## STUDY TEXT
----

The insect station at Katumani supplies the stem borers for controlled
feeding tests and experimental pest attacks. In well-lit cages, the
moths lay their eggs on strips of paper that are folded flat ("maize
leaves") or rolled into tubes ("maize stems"). The larvae
then grow in jam jars on a locally developed mixture of maize flour
and dried and powdered maize leaves, with yeast, vitamins and agar,
and finally they pupate.
5
Uncompromising precautions
For the IRMA project Kenya inherits expertise in science and agronomy,
and importantly in regulatory policy at both the legislative and executive
level. Precautions applied to Kenyan genetic research correspond precisely,
and without any qualifications, to those in force in the industrialized
countries. Stephen Mugo, project coordinator at the CIMMYT branch in
Nairobi, had to wait nearly a year before the government body responsible
gave him permission to import leaves of Bt maize plants from
Mexico so that he could test the effectiveness of Bt on local
stem borer species. Previously, in the summer and fall of 2000, a special
secure laboratory was constructed in the grounds of the KARI headquarters
near Nairobi, with a special team of scientific personnel trained to
run the facility. And the further the project develops, the greater
will be the challenges faced by the local approval bodies. Their next
task will be to consider plans for a security greenhouse, in which pest
damage will be artificially induced for both traditional and transgenic
maize plants.
The experiments with maize leaves have not yet been completed. Surprisingly,
the tests showed that the stem borer species Busseola fusca
could cope with the Mexican maize leaves relatively well. At best, every
second insect survived the diet, and in the worst case as many as four
out of five survived - too few to keep the pest under control. For the
other stem borers, including the particularly aggressive and widespread
Chilo partellus, at least one of the Bt proteins was
fatal. Busseola fusca is now to be confronted with other Bt
genes - known as "events" - from the CIMMYT laboratory in
Mexico. In addition, the scientists are attempting to stack genes to
enable the plants to resist several species of stem borer.
Stephen Mugo hopes to conduct greenhouse testing of different varieties
of Bt maize during 2002. The effects of the living plants on
both pest insects and the rest of the fauna will be investigated, again
in high-security greenhouse conditions. If the tests are successful,
further experiments will be carried out in field tests. Although the
maize plant has no natural relatives in Africa, pollination will be
studied in these experiments.

----

## THE DATA
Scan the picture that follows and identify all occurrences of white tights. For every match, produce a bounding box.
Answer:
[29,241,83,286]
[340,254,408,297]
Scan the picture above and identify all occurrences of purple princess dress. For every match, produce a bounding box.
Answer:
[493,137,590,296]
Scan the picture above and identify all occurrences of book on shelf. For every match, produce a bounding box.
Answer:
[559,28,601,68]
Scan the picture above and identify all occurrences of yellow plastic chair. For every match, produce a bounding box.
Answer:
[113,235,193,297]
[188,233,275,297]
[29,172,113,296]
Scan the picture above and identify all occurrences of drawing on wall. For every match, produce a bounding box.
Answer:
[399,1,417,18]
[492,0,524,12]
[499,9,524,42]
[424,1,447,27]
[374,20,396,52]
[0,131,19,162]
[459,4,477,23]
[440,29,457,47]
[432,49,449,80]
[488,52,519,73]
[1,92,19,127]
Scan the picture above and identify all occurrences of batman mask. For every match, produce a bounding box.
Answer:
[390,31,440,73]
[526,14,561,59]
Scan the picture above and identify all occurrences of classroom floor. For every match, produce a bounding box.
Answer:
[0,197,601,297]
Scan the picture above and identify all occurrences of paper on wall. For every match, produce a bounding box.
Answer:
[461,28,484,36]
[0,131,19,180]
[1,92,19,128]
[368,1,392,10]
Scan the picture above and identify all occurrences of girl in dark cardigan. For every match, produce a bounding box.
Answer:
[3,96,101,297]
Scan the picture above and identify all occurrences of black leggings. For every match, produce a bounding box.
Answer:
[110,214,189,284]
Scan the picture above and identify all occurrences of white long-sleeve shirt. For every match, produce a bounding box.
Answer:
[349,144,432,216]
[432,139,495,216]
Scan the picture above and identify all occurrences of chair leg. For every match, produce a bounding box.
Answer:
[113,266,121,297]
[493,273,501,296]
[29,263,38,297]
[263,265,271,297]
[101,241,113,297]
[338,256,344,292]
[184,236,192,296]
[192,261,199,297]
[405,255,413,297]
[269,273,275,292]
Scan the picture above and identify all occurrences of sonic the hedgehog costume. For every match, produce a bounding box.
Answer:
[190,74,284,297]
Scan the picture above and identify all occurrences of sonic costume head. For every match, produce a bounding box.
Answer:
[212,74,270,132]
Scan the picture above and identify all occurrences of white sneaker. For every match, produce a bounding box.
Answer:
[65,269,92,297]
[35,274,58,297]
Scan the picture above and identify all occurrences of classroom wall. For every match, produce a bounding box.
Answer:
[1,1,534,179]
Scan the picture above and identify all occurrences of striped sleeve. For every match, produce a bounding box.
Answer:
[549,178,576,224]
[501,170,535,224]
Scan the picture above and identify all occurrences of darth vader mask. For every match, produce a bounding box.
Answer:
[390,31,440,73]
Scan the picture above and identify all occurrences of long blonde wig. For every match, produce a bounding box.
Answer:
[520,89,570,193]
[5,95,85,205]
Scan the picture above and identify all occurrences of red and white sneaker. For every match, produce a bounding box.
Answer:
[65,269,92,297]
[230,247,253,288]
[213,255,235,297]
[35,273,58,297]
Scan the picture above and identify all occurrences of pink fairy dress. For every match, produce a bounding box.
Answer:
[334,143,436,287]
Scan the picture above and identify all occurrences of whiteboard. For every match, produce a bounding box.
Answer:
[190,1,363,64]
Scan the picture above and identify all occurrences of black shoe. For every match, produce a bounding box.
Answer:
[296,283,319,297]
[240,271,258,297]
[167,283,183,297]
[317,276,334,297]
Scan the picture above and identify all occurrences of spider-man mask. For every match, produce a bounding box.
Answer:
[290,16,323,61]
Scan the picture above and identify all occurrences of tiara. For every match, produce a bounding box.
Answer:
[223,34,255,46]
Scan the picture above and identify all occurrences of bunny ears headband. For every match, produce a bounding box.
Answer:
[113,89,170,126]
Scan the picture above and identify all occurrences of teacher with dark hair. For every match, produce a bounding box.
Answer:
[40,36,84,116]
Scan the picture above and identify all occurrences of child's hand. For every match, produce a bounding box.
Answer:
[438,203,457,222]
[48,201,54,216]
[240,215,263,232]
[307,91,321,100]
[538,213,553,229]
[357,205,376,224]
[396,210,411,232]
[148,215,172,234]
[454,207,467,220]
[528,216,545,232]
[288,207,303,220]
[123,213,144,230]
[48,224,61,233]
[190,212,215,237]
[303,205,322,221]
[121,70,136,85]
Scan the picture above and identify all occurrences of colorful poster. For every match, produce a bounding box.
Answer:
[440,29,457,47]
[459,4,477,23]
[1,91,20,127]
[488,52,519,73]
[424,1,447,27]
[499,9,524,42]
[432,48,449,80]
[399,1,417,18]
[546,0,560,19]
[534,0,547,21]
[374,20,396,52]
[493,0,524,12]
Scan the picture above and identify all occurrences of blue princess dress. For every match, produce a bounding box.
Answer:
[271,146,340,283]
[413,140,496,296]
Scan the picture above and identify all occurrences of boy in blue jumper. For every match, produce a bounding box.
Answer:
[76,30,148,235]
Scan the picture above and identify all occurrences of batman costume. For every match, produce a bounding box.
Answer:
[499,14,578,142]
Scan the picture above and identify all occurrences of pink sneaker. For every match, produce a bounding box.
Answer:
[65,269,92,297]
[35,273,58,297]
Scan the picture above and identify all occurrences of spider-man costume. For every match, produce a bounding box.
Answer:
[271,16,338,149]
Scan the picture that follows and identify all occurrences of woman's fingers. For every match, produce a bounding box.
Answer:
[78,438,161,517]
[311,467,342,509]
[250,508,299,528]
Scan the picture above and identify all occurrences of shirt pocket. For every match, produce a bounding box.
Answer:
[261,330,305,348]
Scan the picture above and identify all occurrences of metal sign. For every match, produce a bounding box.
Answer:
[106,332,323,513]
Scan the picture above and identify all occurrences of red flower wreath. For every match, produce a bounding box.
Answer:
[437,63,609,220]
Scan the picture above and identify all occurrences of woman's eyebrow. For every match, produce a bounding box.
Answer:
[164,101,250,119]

----

## REQUIREMENT 1
In the text on Bt maize research in Kenya, who had to wait nearly a year for permission to import leaves of Bt maize plants from Mexico?
## REQUIREMENT 2
Change the stretch of the Bt maize text from "The experiments with" through "of stem borer." so that "Mexican maize leaves" reads "imported maize leaves".

## ANSWER SECTION 1
Stephen Mugo, project coordinator at the CIMMYT branch in Nairobi.

## ANSWER SECTION 2
The experiments with maize leaves have not yet been completed. Surprisingly,
the tests showed that the stem borer species Busseola fusca
could cope with the imported maize leaves relatively well. At best, every
second insect survived the diet, and in the worst case as many as four
out of five survived - too few to keep the pest under control. For the
other stem borers, including the particularly aggressive and widespread
Chilo partellus, at least one of the Bt proteins was
fatal. Busseola fusca is now to be confronted with other Bt
genes - known as "events" - from the CIMMYT laboratory in
Mexico. In addition, the scientists are attempting to stack genes to
enable the plants to resist several species of stem borer.